YOUR OBJECTIVE: Please restate every record below word for word and skip the pictures.

STORED DATA:
^^^^^^^^^^^^^^^^

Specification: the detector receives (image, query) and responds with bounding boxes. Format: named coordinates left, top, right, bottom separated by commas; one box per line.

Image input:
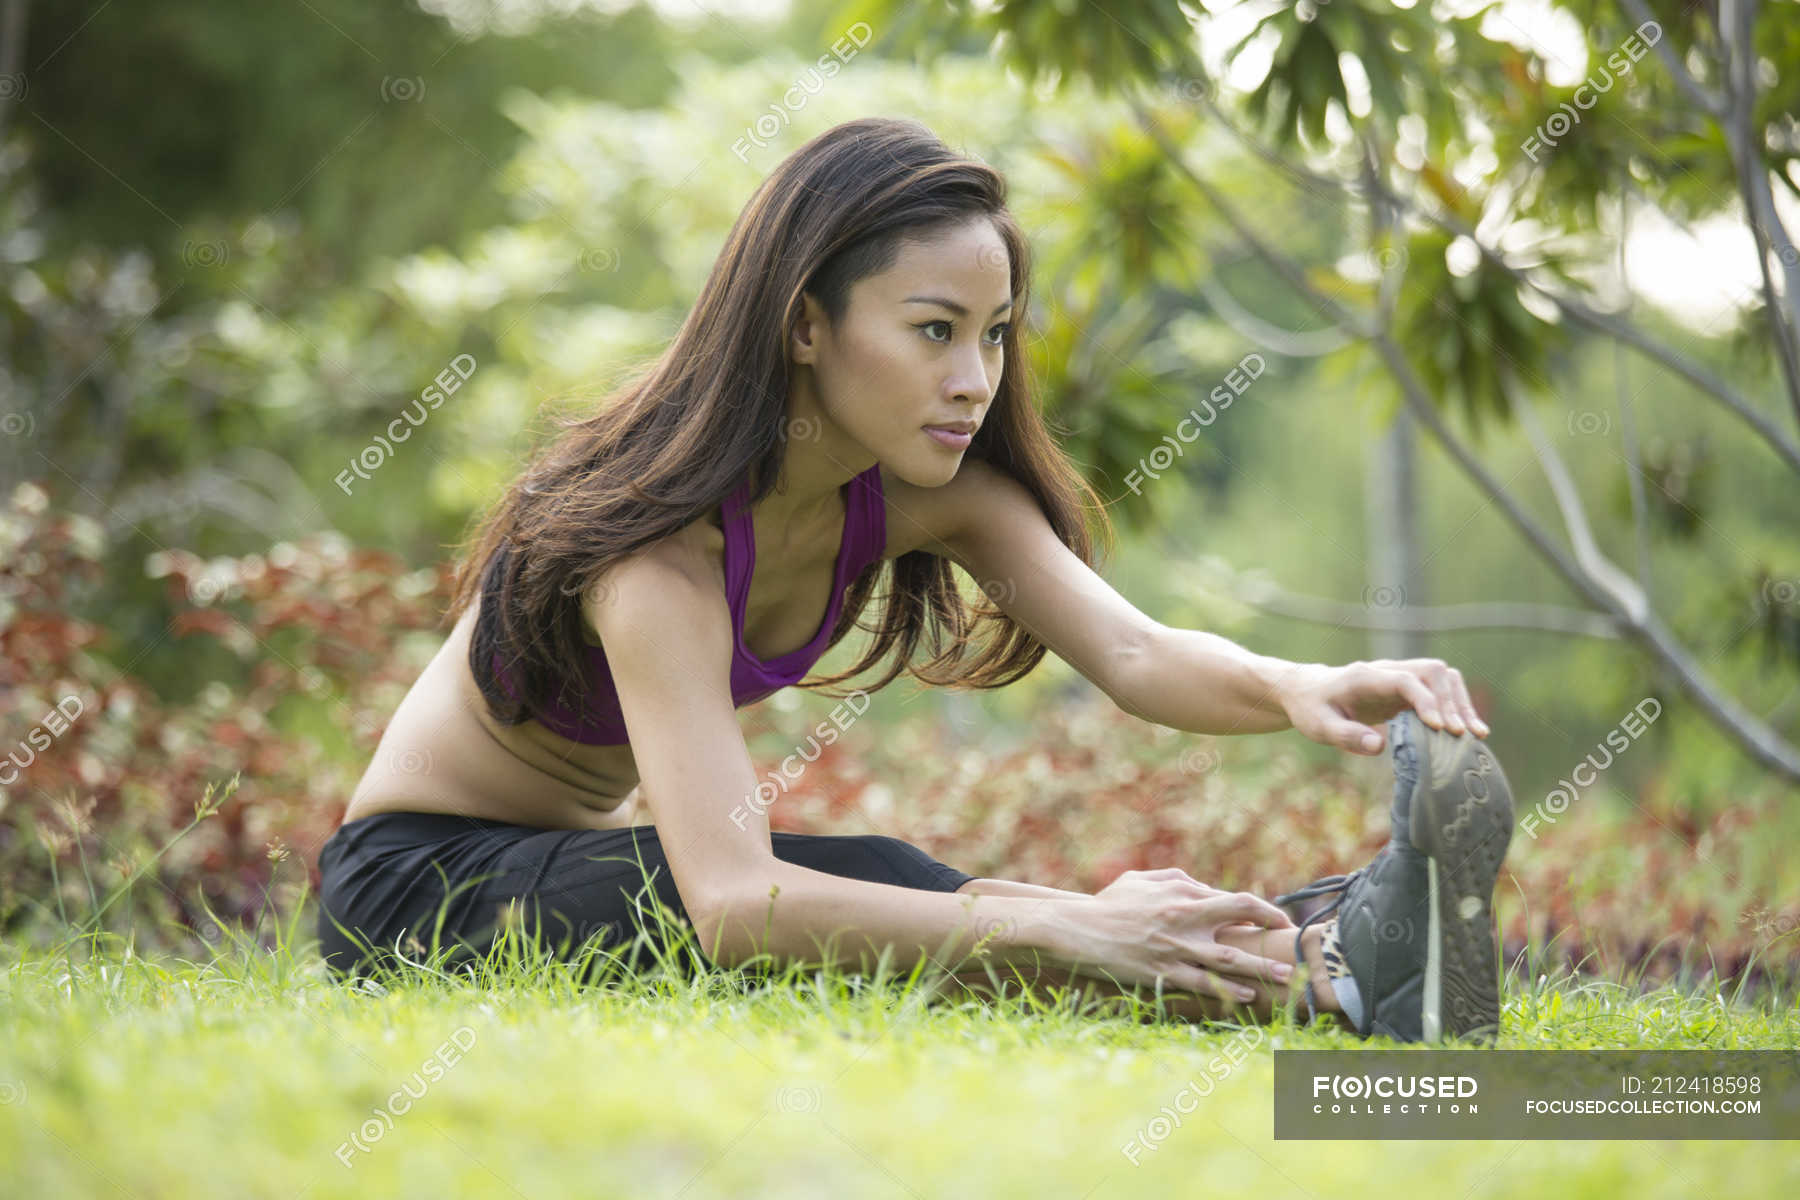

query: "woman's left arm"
left=1118, top=638, right=1491, bottom=756
left=933, top=460, right=1489, bottom=757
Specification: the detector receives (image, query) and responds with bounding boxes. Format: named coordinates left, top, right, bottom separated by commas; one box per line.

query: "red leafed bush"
left=1, top=480, right=451, bottom=952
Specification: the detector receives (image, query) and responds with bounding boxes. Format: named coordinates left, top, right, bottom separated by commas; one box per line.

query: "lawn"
left=4, top=912, right=1797, bottom=1200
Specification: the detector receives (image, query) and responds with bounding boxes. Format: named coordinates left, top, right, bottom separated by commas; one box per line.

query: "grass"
left=4, top=886, right=1798, bottom=1200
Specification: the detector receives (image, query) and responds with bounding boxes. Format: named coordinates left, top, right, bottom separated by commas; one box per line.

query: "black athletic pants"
left=315, top=812, right=978, bottom=983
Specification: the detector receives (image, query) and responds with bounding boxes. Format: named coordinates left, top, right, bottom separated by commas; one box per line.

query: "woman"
left=316, top=117, right=1515, bottom=1044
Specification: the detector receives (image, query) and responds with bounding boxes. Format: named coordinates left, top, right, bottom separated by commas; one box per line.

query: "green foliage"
left=1228, top=0, right=1502, bottom=156
left=1384, top=228, right=1571, bottom=442
left=20, top=0, right=691, bottom=276
left=837, top=0, right=1207, bottom=95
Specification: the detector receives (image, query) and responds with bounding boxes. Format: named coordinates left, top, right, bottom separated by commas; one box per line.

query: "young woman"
left=316, top=117, right=1515, bottom=1043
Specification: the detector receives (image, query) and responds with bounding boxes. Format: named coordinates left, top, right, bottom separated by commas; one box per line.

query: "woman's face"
left=791, top=217, right=1012, bottom=486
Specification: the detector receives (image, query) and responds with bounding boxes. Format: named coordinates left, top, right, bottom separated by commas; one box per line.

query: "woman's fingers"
left=1138, top=867, right=1222, bottom=892
left=1201, top=891, right=1295, bottom=930
left=1446, top=669, right=1489, bottom=737
left=1185, top=938, right=1290, bottom=991
left=1427, top=676, right=1465, bottom=735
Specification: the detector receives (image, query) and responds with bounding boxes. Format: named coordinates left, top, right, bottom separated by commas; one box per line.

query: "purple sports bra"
left=489, top=463, right=887, bottom=745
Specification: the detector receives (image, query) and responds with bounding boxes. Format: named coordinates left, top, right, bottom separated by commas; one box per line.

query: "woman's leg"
left=316, top=816, right=985, bottom=982
left=314, top=813, right=670, bottom=981
left=317, top=815, right=1336, bottom=1023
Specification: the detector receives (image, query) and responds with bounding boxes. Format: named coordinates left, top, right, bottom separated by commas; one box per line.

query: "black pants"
left=315, top=812, right=978, bottom=982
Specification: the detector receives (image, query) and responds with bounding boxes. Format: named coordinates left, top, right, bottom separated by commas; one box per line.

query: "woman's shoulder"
left=577, top=504, right=730, bottom=642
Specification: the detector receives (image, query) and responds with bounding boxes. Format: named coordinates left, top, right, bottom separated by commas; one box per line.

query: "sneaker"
left=1273, top=709, right=1514, bottom=1044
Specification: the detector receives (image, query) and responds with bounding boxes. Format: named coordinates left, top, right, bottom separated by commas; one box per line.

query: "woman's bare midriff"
left=340, top=596, right=648, bottom=832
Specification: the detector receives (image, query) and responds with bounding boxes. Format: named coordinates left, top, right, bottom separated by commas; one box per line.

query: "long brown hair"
left=448, top=115, right=1116, bottom=729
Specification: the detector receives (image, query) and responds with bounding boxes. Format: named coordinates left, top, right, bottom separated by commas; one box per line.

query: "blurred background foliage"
left=2, top=0, right=1796, bottom=970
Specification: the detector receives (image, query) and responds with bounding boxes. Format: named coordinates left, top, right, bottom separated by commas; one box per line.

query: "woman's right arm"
left=593, top=546, right=1290, bottom=1000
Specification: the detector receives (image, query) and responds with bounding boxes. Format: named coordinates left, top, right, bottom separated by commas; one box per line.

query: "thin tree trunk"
left=1365, top=406, right=1423, bottom=661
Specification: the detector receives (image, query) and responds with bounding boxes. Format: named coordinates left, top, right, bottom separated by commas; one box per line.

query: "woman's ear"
left=789, top=292, right=828, bottom=366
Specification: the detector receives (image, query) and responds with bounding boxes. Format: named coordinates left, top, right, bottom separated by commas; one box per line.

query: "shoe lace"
left=1272, top=866, right=1365, bottom=930
left=1272, top=850, right=1386, bottom=1029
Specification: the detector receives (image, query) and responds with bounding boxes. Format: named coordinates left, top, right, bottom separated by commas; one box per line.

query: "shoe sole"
left=1406, top=719, right=1513, bottom=1045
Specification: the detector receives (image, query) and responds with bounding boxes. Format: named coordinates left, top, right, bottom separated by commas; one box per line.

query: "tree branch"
left=1209, top=575, right=1626, bottom=638
left=1719, top=0, right=1800, bottom=428
left=1513, top=388, right=1650, bottom=623
left=1383, top=334, right=1800, bottom=780
left=1130, top=100, right=1376, bottom=340
left=1193, top=270, right=1351, bottom=356
left=1133, top=101, right=1800, bottom=780
left=1619, top=0, right=1727, bottom=118
left=1162, top=86, right=1800, bottom=475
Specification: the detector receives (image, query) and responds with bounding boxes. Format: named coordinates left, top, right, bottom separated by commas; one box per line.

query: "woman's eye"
left=919, top=320, right=1009, bottom=345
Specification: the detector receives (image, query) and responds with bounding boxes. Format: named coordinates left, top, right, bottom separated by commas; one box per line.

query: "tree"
left=848, top=0, right=1800, bottom=782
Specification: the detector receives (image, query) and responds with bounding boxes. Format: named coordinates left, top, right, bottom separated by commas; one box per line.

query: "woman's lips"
left=925, top=425, right=973, bottom=449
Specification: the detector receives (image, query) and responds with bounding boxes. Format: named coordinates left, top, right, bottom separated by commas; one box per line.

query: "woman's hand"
left=1277, top=658, right=1490, bottom=756
left=1066, top=868, right=1296, bottom=1003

^^^^^^^^^^^^^^^^

SOLUTION TO THIS TASK:
Specification: the detector receives (image, query) and responds with bounding boxes. Format: named coordinates left, top, right, bottom separated by commas; one box per line.

Image input:

query: "woman's left arm"
left=1118, top=638, right=1491, bottom=756
left=933, top=460, right=1489, bottom=757
Specification: the detector receives (image, query) and responds with bounding boxes. Format: named coordinates left, top, right, bottom separated by commas; one box per line.

query: "red leafed bush"
left=1, top=480, right=451, bottom=952
Specification: the detector receives (image, query) and responds with bounding boxes. Format: named coordinates left, top, right, bottom separated by commas; one box per line.

query: "lawn"
left=4, top=912, right=1797, bottom=1200
Specification: the detector receives (image, query) and responds with bounding boxes. Format: named coordinates left, top, right, bottom separated by commas; one box per line.

query: "grass"
left=4, top=886, right=1798, bottom=1200
Specification: the detector receives (image, query) and responds with bounding boxes. Format: named coordinates left, top, right, bottom separated by commas; one box per line.

query: "black athletic pants"
left=315, top=812, right=978, bottom=983
Specification: the detector receives (image, query) and responds with bounding boxes. Format: named coordinates left, top, right, bottom separated by commas; one box per line.

query: "woman"
left=316, top=117, right=1515, bottom=1044
Specification: the detector receives (image, query) and responds with bounding boxes. Format: named coordinates left, top, right, bottom separated by commas; one box per line.

query: "green foliage"
left=1228, top=0, right=1502, bottom=156
left=1384, top=228, right=1571, bottom=442
left=20, top=0, right=691, bottom=276
left=837, top=0, right=1207, bottom=95
Specification: the detector receives (image, query) and responds with bounding boxes. Format: named coordinates left, top, right, bottom separated by commas; one box per line.

query: "young woman"
left=316, top=117, right=1515, bottom=1043
Specification: the detector receives (image, query) and responds with bounding boxes. Format: named coordinates left, top, right, bottom separated by commas; one box per line.

query: "woman's face"
left=791, top=217, right=1012, bottom=486
Specification: the detector receives (image, query) and responds with bounding boxes. Format: named coordinates left, top, right, bottom separated by commas; one box per line.

query: "woman's fingers"
left=1138, top=867, right=1222, bottom=892
left=1201, top=891, right=1295, bottom=930
left=1446, top=669, right=1489, bottom=737
left=1185, top=938, right=1290, bottom=991
left=1427, top=676, right=1465, bottom=735
Specification: the detector receives (image, query) and responds with bounding boxes. Format: named coordinates left, top, right, bottom separated by commas; one box per line.

query: "purple sports bra"
left=489, top=463, right=887, bottom=745
Specification: the detector receives (image, query) and responds with bounding boxes. Format: named coordinates left, top, right, bottom separated by commas; one box per line.

query: "woman's leg"
left=316, top=816, right=985, bottom=982
left=314, top=813, right=670, bottom=981
left=317, top=815, right=1336, bottom=1023
Specification: the detector receives (image, query) and responds with bounding boxes. Format: named coordinates left, top, right, bottom separated by commas; one box per line.

query: "black pants"
left=315, top=812, right=978, bottom=982
Specification: the detector receives (image, query) and responds with bounding boxes. Format: named coordinates left, top, right, bottom separated by commas; one box per line.

query: "woman's shoulder"
left=577, top=504, right=730, bottom=642
Specification: the detector receives (image, query) and responds with bounding boxes. Format: named coordinates left, top, right, bottom separated by commas; one box per line.

query: "sneaker"
left=1273, top=709, right=1514, bottom=1044
Specification: the detector receives (image, query) and responds with bounding boxes. Format: named coordinates left, top, right, bottom separated by commas; one box per line.

query: "woman's bare midriff"
left=340, top=596, right=648, bottom=832
Specification: the detector receives (image, query) and responds with bounding boxes. Format: named coordinates left, top, right, bottom separated by commas; one box per line.

query: "long brown hair"
left=448, top=115, right=1116, bottom=729
Specification: the detector receives (image, query) and responds with bounding boxes. Format: named coordinates left, top, right, bottom separated by commas; one box per line.

query: "blurred background foliage"
left=2, top=0, right=1796, bottom=970
Specification: the detector receives (image, query) and responds with bounding boxes. Format: named coordinates left, top, right, bottom separated by commas; one box per line.

query: "woman's right arm"
left=593, top=546, right=1290, bottom=1000
Specification: the detector receives (image, query) and responds with bounding boxes. Format: named coordinates left, top, right, bottom separated by commas; one box per line.

query: "thin tree trunk"
left=1365, top=406, right=1423, bottom=661
Specification: the detector receives (image, query) and responds with bounding boxes. Format: named coordinates left, top, right, bottom separated by commas; one box per line.

query: "woman's ear"
left=789, top=292, right=828, bottom=366
Specification: the detector receives (image, query) and responds with bounding boxes. Format: named coordinates left, top, right, bottom separated by commas; one box per line.

query: "shoe lace"
left=1272, top=866, right=1365, bottom=930
left=1272, top=850, right=1386, bottom=1029
Specification: the detector receives (image, query) and responds with bounding boxes. Format: named coordinates left, top, right, bottom separated by commas; one box per line.

query: "shoe sole"
left=1406, top=719, right=1513, bottom=1045
Specification: the detector receives (image, query) and responds with bounding boxes. Format: named coordinates left, top, right, bottom separated by commas; one box per line.

query: "tree branch"
left=1209, top=575, right=1626, bottom=638
left=1719, top=0, right=1800, bottom=428
left=1513, top=388, right=1650, bottom=623
left=1383, top=334, right=1800, bottom=780
left=1130, top=100, right=1376, bottom=340
left=1193, top=270, right=1351, bottom=356
left=1133, top=101, right=1800, bottom=780
left=1619, top=0, right=1727, bottom=118
left=1162, top=86, right=1800, bottom=475
Specification: the detector receives (image, query) and responds with bounding boxes. Format: named coordinates left, top, right, bottom separated by commas; one box per line.

query: "woman's eye"
left=919, top=320, right=1009, bottom=345
Specification: the detector receives (image, query) and responds with bounding boxes. Format: named coordinates left, top, right, bottom separated by commas; one box per line.

query: "tree"
left=848, top=0, right=1800, bottom=782
Specification: the detector receives (image, query) and responds with bounding boxes. Format: named coordinates left, top, right, bottom separated by commas; one box per line.

query: "woman's lips"
left=925, top=425, right=973, bottom=449
Specification: the detector receives (image, query) and responds with bounding boxes. Format: named coordinates left, top, right, bottom separated by commas; one box per line.

query: "woman's hand"
left=1277, top=658, right=1490, bottom=756
left=1066, top=868, right=1296, bottom=1003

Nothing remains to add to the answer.